- INPUT DATA -
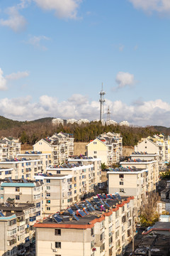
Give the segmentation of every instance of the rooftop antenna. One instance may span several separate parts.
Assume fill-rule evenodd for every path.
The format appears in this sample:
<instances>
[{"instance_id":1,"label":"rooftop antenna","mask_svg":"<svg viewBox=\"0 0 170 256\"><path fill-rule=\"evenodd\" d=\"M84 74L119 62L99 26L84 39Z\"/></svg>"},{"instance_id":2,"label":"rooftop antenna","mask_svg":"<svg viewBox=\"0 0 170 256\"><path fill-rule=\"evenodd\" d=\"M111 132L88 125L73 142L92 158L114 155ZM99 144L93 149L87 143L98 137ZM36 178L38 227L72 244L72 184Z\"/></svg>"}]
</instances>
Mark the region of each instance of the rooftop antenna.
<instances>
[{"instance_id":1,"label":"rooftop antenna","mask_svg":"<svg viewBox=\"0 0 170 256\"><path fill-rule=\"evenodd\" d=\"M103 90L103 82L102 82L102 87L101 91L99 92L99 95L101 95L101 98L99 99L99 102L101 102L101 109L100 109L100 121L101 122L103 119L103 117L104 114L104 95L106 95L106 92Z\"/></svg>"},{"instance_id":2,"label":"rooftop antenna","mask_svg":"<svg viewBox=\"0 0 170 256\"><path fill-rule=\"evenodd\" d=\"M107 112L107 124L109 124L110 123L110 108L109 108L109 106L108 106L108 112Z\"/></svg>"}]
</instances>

==

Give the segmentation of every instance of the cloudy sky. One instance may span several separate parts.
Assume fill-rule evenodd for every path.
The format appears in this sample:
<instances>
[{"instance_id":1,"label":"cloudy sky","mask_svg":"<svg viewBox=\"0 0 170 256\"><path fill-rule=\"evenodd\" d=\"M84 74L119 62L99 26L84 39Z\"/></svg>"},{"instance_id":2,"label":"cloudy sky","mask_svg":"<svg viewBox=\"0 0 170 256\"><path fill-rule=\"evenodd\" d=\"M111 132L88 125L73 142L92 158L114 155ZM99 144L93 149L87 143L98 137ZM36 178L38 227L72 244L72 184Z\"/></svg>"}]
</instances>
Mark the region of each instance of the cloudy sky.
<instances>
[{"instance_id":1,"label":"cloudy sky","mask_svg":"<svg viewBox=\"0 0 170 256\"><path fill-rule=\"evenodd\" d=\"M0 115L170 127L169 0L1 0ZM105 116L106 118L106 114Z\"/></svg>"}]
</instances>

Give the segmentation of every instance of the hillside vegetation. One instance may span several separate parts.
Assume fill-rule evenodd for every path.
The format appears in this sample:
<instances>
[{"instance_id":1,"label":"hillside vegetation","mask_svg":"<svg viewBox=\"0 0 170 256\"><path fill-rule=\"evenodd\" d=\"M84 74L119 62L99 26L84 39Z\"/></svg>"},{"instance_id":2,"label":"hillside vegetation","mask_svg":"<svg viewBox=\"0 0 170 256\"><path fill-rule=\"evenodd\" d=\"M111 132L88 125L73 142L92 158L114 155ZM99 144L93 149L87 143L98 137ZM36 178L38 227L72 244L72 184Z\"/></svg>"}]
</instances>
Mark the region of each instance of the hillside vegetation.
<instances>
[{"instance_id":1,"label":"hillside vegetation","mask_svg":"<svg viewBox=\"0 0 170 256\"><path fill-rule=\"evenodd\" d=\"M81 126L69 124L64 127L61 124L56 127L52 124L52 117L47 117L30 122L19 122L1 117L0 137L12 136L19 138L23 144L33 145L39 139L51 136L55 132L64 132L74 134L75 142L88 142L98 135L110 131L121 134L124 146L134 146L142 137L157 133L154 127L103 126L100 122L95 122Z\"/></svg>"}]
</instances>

- YOUR OBJECTIVE -
Locate every line in the rows above that contains the string "segmentation", and copy each such line out in full. Matching is case-sensitive.

- TASK ANSWER -
Give the segmentation of every instance of the rooftop antenna. One instance may span several separate parts.
Give the segmentation of every instance of the cloudy sky. One instance may span several separate parts.
Give the segmentation of every instance of the hillside vegetation. One instance may span several separate parts.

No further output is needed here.